The best part of Powell's speech was when he said, "and so exhibit A, hereafter known as the "Dog" met with exhibit B, hereafter referred to as the "Pony."
And then Colon Bowel continued,
"If you look just past the dog and pony through the smoke and into the mirrors you will see clear evidence of why we must not wait any longer to assault and massacre tens of thousands of peasants."
When you have to bring in the CIA director to enhance your credibility, particularly with the rest of the world, you have already lost.
The United States, for once, is full of mainstream experts opposed to a war before it even starts. But yesterday on all the news stations each analyst was foursquare behind the war before Powell opened his mouth. Afterwards they were all sure the remarks were magnificent and persuasive. Surely the rest of the Security Council would finally see the sense in the US position. Not one person mentioned the fact that outside of some polite lip service, nary a nation opposed to military assault prior to the speech, changed sides. But if you watched the cross-section of American TV I caught, you'd still be waiting for one "expert" to relay that crucial information.
Saddam has designs on the Middle East? Gasp! What do you think he'll try to take over first? The two-thirds of his own nation he does not control?
Liberal Media quote of the day: "He's an extraordinary man" -- NBC News Correspondent Andrea Mitchell speaking of Deputy Secretary of State and former Reagan and Bush death-squad facilitator, Richard Armitage.

○ ○ ○ ○ ○

- _DIRECTIONS_:
A) Answer these questions using the post about Powell's speech, each on its own line:
(i) What name is exhibit B given?
(ii) Whose director does the post say was brought in to enhance credibility?
(iii) Who did Andrea Mitchell call "an extraordinary man"?
B) Repeat word for word the part of the post about Powell's speech that runs from "The best part" up to and including "have already lost.".

- _ENTRIES SHOWN_:
○ ○ ○ ○ ○

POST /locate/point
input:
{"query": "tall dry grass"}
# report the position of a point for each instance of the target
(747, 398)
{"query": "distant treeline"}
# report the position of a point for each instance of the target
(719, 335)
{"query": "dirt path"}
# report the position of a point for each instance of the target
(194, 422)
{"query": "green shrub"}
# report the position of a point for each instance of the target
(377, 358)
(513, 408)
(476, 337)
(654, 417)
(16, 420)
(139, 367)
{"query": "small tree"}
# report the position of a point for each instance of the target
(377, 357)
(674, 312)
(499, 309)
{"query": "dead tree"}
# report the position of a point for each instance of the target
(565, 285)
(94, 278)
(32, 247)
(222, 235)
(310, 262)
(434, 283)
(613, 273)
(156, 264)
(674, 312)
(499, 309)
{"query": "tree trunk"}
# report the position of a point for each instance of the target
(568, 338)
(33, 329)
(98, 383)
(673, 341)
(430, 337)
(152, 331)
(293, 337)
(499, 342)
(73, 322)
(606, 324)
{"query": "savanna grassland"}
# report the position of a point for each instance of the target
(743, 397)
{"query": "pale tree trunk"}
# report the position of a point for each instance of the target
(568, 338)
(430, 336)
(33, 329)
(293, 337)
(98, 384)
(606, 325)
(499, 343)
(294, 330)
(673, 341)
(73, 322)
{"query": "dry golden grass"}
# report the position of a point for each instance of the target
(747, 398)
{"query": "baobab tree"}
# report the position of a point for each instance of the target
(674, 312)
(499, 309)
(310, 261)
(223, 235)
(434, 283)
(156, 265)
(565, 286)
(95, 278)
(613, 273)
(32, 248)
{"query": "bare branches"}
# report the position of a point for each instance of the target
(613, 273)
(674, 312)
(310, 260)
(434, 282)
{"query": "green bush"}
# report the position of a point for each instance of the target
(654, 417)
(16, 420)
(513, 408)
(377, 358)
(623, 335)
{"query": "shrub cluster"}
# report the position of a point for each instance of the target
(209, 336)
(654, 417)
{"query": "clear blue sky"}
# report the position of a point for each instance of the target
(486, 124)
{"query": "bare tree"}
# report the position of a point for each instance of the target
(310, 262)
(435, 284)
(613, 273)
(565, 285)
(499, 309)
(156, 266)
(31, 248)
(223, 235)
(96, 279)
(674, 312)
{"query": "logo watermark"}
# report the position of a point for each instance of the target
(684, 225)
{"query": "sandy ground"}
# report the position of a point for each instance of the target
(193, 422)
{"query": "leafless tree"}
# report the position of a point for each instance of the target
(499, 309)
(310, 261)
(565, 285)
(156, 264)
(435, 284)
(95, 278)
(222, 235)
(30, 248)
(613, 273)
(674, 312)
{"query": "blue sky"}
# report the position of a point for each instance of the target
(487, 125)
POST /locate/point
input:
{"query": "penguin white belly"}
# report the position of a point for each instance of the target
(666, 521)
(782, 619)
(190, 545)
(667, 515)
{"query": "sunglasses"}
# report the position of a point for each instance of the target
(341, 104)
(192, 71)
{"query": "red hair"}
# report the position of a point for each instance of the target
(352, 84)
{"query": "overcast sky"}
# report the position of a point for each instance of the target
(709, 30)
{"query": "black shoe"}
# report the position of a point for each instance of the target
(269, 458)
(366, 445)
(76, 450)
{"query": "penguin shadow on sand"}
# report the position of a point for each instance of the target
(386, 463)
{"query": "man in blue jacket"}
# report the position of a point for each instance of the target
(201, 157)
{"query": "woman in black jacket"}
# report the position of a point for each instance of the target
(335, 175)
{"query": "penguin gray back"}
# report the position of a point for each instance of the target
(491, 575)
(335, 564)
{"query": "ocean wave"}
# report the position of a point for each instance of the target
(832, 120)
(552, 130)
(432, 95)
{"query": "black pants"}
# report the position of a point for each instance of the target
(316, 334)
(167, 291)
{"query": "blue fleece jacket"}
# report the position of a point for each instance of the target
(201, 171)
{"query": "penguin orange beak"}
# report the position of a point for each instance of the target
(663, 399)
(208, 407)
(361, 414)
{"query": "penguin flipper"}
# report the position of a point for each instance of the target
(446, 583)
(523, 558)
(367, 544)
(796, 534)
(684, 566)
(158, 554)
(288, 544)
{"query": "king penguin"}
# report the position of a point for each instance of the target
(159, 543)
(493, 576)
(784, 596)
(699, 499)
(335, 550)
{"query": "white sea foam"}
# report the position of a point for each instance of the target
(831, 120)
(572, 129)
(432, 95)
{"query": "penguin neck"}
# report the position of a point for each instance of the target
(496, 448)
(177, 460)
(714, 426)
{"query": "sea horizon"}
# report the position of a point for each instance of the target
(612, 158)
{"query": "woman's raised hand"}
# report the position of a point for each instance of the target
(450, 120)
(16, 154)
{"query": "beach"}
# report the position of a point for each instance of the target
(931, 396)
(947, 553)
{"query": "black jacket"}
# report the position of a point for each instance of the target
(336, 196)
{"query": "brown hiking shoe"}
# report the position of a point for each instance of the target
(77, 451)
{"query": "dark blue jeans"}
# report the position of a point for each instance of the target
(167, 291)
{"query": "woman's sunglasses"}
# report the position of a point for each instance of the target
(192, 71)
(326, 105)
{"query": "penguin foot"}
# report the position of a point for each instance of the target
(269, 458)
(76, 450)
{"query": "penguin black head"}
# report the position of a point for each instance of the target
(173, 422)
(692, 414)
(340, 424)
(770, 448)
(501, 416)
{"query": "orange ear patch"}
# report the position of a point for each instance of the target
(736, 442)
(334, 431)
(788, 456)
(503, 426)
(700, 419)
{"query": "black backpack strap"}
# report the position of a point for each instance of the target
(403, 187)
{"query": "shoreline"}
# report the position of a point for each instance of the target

○ ○ ○ ○ ○

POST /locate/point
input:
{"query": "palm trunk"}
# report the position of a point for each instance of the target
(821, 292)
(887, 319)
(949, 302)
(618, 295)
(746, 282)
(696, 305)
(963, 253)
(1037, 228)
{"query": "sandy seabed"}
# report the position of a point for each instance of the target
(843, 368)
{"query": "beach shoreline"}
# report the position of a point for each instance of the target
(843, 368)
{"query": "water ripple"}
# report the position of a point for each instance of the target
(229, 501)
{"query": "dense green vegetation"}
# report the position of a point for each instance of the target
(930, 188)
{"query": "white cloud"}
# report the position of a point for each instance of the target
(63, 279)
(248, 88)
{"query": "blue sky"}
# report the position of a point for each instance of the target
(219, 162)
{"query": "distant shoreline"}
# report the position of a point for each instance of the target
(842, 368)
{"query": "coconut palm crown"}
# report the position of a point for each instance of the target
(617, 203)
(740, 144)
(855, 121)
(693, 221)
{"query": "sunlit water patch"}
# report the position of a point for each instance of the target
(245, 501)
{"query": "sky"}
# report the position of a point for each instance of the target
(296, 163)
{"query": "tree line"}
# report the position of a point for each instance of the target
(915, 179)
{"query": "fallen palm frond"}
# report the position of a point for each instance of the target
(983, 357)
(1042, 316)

○ ○ ○ ○ ○

- _SOLUTIONS IN ORDER_:
A)
(i) The "Pony."
(ii) The CIA's.
(iii) Richard Armitage.

B)
The best part of Powell's speech was when he said, "and so exhibit A, hereafter known as the "Dog" met with exhibit B, hereafter referred to as the "Pony."
And then Colon Bowel continued,
"If you look just past the dog and pony through the smoke and into the mirrors you will see clear evidence of why we must not wait any longer to assault and massacre tens of thousands of peasants."
When you have to bring in the CIA director to enhance your credibility, particularly with the rest of the world, you have already lost.